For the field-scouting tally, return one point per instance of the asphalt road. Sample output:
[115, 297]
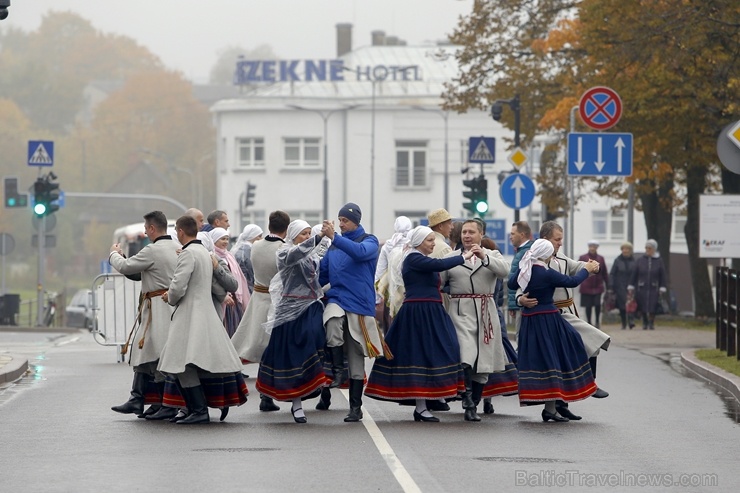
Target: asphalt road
[57, 434]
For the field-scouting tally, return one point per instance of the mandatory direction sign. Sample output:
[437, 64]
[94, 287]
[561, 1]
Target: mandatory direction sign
[600, 108]
[600, 154]
[517, 191]
[481, 150]
[40, 153]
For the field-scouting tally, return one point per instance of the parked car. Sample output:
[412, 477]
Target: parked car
[79, 312]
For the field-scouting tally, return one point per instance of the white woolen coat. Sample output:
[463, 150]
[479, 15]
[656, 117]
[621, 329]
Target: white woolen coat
[250, 339]
[156, 264]
[593, 338]
[467, 315]
[197, 336]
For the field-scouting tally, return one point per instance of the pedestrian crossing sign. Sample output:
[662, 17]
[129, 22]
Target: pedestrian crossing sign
[40, 153]
[481, 150]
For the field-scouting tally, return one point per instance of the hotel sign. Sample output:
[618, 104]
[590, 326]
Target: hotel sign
[256, 71]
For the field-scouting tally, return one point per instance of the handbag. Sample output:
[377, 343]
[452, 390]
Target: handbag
[631, 306]
[610, 301]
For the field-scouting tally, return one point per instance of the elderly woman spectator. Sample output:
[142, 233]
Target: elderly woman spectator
[236, 301]
[647, 283]
[242, 251]
[619, 278]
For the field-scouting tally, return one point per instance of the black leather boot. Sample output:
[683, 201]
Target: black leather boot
[196, 401]
[355, 401]
[135, 403]
[324, 400]
[600, 393]
[337, 366]
[267, 404]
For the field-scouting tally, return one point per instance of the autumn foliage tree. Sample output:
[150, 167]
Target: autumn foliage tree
[674, 63]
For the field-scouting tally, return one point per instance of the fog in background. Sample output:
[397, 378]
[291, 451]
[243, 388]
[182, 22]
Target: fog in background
[187, 35]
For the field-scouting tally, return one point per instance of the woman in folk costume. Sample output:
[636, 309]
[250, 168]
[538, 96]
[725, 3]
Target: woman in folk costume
[383, 271]
[242, 251]
[553, 364]
[198, 353]
[426, 363]
[235, 302]
[291, 368]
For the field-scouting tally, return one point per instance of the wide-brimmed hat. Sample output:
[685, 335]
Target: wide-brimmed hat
[438, 216]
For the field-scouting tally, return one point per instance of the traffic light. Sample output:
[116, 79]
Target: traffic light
[478, 195]
[249, 198]
[46, 194]
[12, 197]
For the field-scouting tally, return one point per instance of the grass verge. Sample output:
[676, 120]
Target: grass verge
[719, 358]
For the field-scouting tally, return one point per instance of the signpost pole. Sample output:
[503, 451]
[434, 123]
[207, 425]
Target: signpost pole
[40, 285]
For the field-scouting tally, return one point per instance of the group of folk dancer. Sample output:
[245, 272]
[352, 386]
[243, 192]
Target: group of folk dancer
[311, 321]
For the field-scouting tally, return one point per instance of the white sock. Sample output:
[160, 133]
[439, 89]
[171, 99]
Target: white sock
[421, 408]
[298, 409]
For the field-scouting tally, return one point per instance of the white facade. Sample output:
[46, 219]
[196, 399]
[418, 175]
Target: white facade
[273, 137]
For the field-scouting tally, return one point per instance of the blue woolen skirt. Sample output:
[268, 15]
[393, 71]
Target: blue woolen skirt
[220, 390]
[292, 364]
[426, 356]
[553, 363]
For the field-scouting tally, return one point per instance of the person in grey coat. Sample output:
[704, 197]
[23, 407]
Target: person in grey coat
[648, 283]
[197, 345]
[156, 264]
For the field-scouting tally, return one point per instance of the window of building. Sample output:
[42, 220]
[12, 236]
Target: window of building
[609, 225]
[311, 217]
[411, 163]
[250, 152]
[301, 152]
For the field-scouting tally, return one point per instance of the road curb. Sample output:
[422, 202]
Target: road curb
[728, 381]
[14, 368]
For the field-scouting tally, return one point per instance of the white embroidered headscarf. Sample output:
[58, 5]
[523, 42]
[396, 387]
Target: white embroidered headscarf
[540, 251]
[416, 236]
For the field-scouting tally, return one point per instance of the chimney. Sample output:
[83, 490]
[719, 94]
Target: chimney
[378, 38]
[344, 38]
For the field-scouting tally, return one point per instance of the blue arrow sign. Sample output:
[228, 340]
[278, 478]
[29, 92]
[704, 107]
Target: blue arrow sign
[600, 154]
[481, 150]
[517, 191]
[40, 153]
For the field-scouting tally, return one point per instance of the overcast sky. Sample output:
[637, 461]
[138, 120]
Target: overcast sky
[187, 34]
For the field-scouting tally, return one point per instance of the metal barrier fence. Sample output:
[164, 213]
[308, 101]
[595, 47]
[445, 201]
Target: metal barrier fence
[727, 290]
[115, 302]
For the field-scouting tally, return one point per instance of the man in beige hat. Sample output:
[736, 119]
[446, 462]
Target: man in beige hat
[440, 222]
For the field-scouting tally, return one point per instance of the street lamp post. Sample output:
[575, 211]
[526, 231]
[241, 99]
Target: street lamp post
[445, 116]
[325, 117]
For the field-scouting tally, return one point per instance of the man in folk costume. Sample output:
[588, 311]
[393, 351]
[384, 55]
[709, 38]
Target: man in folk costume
[593, 339]
[197, 345]
[349, 317]
[250, 339]
[155, 264]
[474, 313]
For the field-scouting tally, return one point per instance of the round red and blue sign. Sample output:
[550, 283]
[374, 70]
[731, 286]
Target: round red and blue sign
[600, 108]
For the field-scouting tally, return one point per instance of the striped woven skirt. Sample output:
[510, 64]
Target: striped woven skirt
[426, 357]
[292, 364]
[553, 363]
[222, 390]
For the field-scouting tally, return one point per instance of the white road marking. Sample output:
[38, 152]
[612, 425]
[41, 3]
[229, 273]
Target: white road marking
[403, 477]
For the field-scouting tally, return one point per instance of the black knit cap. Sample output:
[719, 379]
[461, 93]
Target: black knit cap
[352, 212]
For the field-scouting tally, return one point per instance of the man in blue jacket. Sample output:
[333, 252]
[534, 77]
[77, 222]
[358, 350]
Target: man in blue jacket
[349, 317]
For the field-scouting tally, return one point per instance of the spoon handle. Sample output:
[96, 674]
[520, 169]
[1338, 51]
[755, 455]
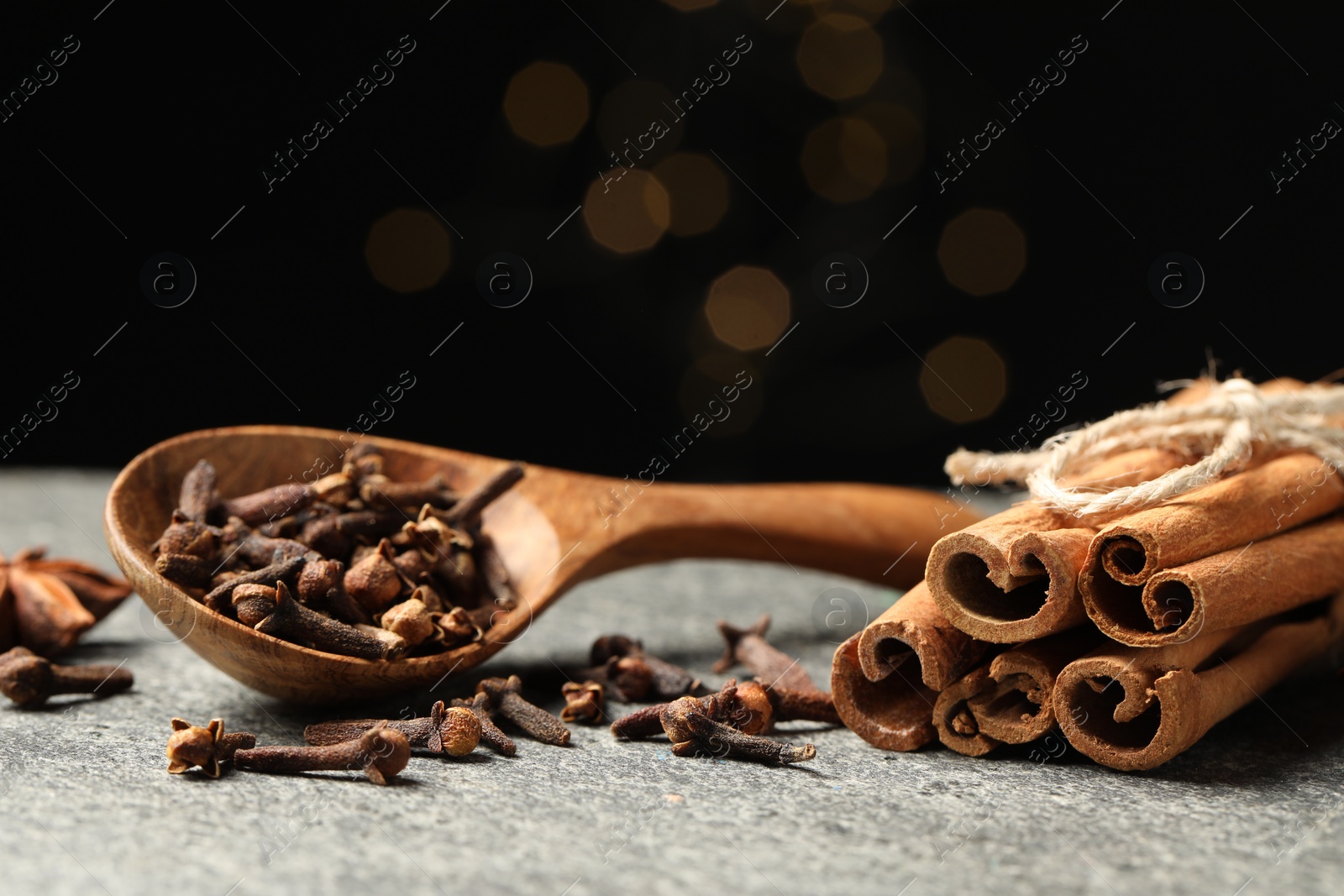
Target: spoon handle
[880, 533]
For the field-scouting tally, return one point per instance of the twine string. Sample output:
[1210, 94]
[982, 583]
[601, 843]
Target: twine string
[1223, 430]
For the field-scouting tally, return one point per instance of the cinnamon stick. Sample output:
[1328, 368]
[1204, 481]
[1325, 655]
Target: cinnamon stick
[1135, 708]
[1014, 577]
[885, 679]
[1250, 506]
[1011, 699]
[1245, 584]
[913, 637]
[954, 720]
[1018, 705]
[895, 714]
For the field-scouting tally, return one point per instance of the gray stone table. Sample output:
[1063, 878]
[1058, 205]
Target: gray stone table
[87, 806]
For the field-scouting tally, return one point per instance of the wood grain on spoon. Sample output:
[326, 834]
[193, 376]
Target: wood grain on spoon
[553, 530]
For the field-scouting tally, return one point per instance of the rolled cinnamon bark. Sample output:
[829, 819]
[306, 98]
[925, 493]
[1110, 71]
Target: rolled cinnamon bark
[1250, 506]
[956, 723]
[885, 679]
[1249, 582]
[894, 714]
[916, 640]
[1133, 708]
[1008, 700]
[1018, 705]
[1014, 577]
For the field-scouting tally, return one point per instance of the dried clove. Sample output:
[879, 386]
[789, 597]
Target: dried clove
[506, 699]
[746, 707]
[467, 512]
[292, 621]
[582, 701]
[199, 496]
[192, 746]
[667, 680]
[270, 504]
[491, 735]
[186, 569]
[381, 752]
[346, 550]
[692, 732]
[773, 667]
[410, 620]
[29, 679]
[385, 493]
[221, 600]
[375, 582]
[454, 731]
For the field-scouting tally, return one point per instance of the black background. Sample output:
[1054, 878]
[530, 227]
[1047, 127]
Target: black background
[165, 116]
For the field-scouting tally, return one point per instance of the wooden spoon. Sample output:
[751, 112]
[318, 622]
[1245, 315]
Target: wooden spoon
[554, 530]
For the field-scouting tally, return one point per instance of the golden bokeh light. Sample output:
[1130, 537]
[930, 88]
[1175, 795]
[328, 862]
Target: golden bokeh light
[983, 251]
[629, 214]
[963, 379]
[640, 123]
[748, 308]
[840, 55]
[902, 134]
[698, 190]
[844, 159]
[407, 250]
[546, 103]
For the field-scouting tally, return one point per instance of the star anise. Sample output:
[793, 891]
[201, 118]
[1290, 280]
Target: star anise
[46, 605]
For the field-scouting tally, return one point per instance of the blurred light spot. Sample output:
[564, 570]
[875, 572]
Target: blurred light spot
[748, 308]
[840, 55]
[963, 379]
[904, 136]
[725, 391]
[844, 159]
[546, 103]
[407, 250]
[983, 251]
[638, 121]
[698, 190]
[627, 215]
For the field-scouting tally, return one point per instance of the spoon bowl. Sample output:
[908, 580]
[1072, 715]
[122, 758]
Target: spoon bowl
[553, 531]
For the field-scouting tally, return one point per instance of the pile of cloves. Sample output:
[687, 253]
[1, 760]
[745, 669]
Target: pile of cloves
[730, 721]
[354, 563]
[378, 747]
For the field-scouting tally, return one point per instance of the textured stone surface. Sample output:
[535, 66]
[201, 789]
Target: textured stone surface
[89, 808]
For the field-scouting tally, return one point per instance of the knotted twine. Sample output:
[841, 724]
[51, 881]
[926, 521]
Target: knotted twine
[1223, 430]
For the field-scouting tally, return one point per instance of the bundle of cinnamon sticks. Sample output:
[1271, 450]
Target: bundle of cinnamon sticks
[1133, 633]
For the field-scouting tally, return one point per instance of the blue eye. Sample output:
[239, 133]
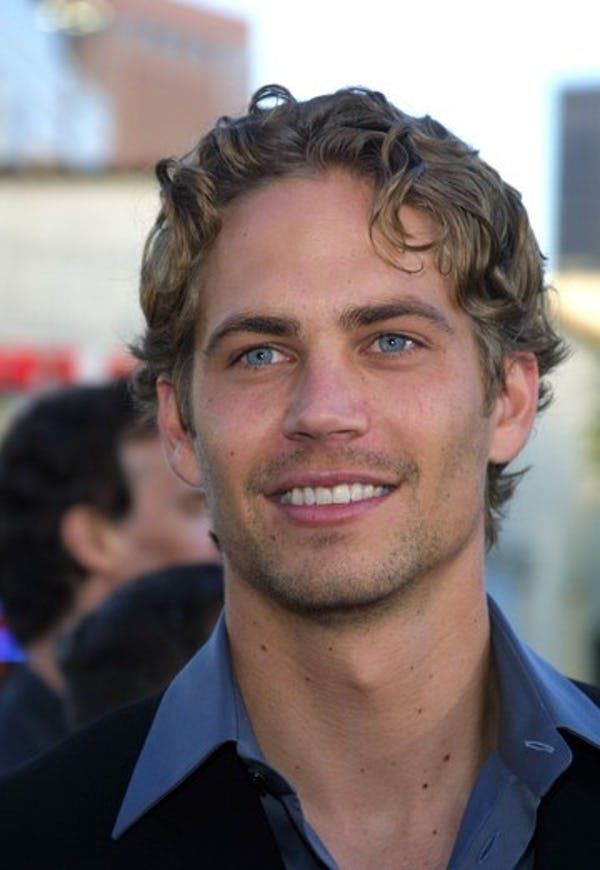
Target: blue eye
[259, 356]
[392, 342]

▬▬▬

### TASK OBJECTIVE
Repeat the lines exactly as they stand, from the opening line of the data through the line with "of the woman". Pictures stay out of the copy.

### SOLVED PROBLEM
For the field-scouting tally, return one point per instance of the asphalt road. Sample output:
[115, 297]
Target: asphalt road
[57, 434]
For the field-scouting tally, return one point per instance of the mandatory direction sign. Sample output:
[437, 64]
[94, 287]
[561, 1]
Target: mandatory direction sign
[600, 108]
[600, 154]
[517, 191]
[481, 150]
[40, 153]
For the field-scouting tally, return one point per instance of the parked car. Sample output:
[412, 477]
Target: parked car
[79, 312]
For the field-scouting tally, return one point per instance of the white woolen coat. Sample output:
[463, 150]
[479, 15]
[656, 117]
[621, 329]
Target: white woolen coat
[250, 339]
[156, 264]
[593, 338]
[467, 315]
[197, 336]
For the field-scouting tally, return one point per instance of the pedestrian crossing sign. Sample output:
[662, 17]
[129, 22]
Target: pedestrian crossing sign
[40, 153]
[481, 150]
For the field-scouting tally, return one point per instance of the hotel sign. Sample output:
[618, 104]
[590, 326]
Target: hotel sign
[256, 71]
For the field-scouting tally, return one point per instance of the handbag. Sample output:
[377, 343]
[452, 390]
Target: handbag
[631, 306]
[610, 301]
For the field-scouting tally, return one point per instance of the elderly woman spectator. Sample output:
[142, 233]
Target: elderly woman spectator
[236, 301]
[647, 283]
[242, 251]
[619, 278]
For the field-scouting tally, return one point per instance of the black leather boot. Sample output:
[683, 201]
Target: black leather boot
[196, 401]
[355, 401]
[135, 403]
[324, 400]
[600, 393]
[337, 366]
[267, 404]
For the field-scouting tally, return one point per instance of the autumn foliage tree. Sample output:
[150, 167]
Target: autumn foliage tree
[674, 63]
For the field-scouting tally, return one point per instance of the fog in background. Sample output:
[397, 378]
[291, 451]
[243, 388]
[182, 22]
Target: fog in background
[187, 35]
For the field-scouting tally, return one point per instance of the woman in folk costume. Sample output:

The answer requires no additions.